CONSIGNE DONNÉE | D'après l'extrait du document, combien de brebis Christophe Lalloué élève-t-il aujourd'hui, et de quelle race ?

EXTRAIT DU DOCUMENT |

# # #

Chez Christophe Lalloué, 96 % de l’alimentation des brebis et agneaux est produit sur l’exploitation. 

En ovin, l’enrubannage a été une révolution » estime Christophe Lalloué, éleveur à Issé, en Loire-Atlantique. Installé en 1985, Christophe a d’abord élevé ses brebis et agneaux sur une base d’ensilage et de foin. Mais depuis vingt ans, il a misé sur l’enrubannage. L’éleveur, qui a longtemps été sélectionneur, élève aujourd’hui 300 brebis rouge de l’Ouest. Les agneaux sont produits dans le cadre de la démarche qualité Agneau du Pays Nantais, gérée par Terrena, pour une commercialisation dans des boucheries de la région. Parce qu’il travaille seul, manque de place en bâtiment pour l’agnelage et pour répondre à la demande en agneaux toute l’année, les agnelages sont répartis sur quatre périodes, en septembre, novembre, février et avril. L’exploitation dispose de 73 ha de terres drainées et au bon potentiel. 25 ha sont consacrés aux prairies, principalement des prairies de ray-grass hybride-trèfle violet gardées un ou deux ans. 48 ha sont répartis entre 20 ha de blé, 10 ha de triticale, 10 ha de maïs grain et 8 ha de colza. Des couverts de ray-grass hybride sont systématiquement semés avant maïs. La lactation et l’engraissement des agneaux se font en bâtiment.

# # #

INFORMATIONS FOURNIES |

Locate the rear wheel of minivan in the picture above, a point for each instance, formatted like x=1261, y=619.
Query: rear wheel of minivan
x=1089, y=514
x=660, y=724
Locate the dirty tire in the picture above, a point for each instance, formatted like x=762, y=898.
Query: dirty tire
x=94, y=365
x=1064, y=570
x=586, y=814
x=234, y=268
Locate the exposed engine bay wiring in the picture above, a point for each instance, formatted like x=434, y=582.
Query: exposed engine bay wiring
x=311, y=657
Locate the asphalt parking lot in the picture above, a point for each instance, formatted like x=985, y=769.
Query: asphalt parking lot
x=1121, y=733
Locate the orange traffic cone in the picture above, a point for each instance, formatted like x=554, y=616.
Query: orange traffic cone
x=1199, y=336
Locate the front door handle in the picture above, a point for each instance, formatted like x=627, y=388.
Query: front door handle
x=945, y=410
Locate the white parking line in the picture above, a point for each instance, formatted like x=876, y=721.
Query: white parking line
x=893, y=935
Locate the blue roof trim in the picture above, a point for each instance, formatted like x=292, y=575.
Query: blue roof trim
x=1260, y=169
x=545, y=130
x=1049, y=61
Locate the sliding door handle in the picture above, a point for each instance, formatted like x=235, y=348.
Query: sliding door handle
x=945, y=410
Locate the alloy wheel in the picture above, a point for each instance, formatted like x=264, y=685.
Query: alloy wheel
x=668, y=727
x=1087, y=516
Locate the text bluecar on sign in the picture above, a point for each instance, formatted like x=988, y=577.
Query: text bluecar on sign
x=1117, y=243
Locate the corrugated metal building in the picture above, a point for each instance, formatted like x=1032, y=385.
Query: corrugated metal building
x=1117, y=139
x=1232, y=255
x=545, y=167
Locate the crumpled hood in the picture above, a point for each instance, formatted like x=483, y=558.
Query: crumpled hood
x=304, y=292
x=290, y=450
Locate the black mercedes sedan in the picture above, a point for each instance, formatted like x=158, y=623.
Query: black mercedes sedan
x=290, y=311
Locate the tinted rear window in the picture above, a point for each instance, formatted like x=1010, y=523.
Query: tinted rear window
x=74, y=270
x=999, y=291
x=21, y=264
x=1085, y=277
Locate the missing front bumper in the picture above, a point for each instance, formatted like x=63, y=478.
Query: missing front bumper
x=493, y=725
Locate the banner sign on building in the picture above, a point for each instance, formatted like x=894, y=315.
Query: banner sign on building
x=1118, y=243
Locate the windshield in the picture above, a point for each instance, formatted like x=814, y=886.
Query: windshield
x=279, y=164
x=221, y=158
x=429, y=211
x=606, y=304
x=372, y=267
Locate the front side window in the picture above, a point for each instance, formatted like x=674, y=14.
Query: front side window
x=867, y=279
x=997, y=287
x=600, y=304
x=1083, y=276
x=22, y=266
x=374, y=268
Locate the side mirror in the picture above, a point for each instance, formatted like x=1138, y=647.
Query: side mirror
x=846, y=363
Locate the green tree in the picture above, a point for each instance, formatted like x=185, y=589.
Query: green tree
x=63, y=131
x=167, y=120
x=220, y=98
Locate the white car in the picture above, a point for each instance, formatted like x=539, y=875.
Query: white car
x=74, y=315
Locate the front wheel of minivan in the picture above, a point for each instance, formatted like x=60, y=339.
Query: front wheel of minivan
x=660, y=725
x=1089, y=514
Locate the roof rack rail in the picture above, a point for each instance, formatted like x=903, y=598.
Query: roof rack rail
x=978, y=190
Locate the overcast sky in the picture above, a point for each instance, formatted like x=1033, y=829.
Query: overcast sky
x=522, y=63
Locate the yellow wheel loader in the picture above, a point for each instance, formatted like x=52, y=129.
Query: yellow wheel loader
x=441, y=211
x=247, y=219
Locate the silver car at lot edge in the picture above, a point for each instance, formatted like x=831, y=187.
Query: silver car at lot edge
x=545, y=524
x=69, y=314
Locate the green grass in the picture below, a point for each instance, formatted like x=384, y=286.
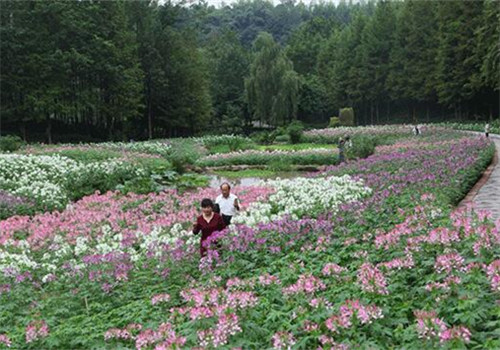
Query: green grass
x=245, y=173
x=296, y=147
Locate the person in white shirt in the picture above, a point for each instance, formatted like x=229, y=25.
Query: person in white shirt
x=228, y=203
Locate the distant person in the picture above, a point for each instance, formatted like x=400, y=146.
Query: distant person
x=208, y=223
x=341, y=146
x=227, y=202
x=348, y=142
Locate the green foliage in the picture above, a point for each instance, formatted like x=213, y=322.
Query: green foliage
x=257, y=173
x=10, y=143
x=346, y=117
x=264, y=137
x=295, y=130
x=362, y=146
x=272, y=87
x=296, y=147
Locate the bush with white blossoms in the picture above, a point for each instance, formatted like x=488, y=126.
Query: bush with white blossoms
x=316, y=156
x=301, y=196
x=151, y=147
x=46, y=179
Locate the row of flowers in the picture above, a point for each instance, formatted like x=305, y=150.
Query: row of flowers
x=331, y=135
x=391, y=267
x=45, y=181
x=254, y=157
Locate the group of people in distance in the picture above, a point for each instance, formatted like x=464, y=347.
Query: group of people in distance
x=216, y=216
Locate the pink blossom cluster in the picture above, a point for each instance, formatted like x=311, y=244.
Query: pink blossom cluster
x=227, y=325
x=364, y=313
x=120, y=212
x=429, y=326
x=219, y=299
x=445, y=285
x=305, y=284
x=399, y=263
x=267, y=279
x=456, y=332
x=122, y=333
x=449, y=262
x=393, y=237
x=160, y=298
x=36, y=330
x=236, y=283
x=371, y=279
x=4, y=339
x=317, y=302
x=330, y=343
x=443, y=235
x=493, y=273
x=164, y=337
x=332, y=269
x=283, y=340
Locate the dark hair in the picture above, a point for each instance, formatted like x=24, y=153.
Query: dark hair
x=225, y=183
x=207, y=202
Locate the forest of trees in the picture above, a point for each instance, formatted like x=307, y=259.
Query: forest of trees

# # #

LA RÉPONSE | Il élève aujourd'hui 300 brebis rouge de l'Ouest.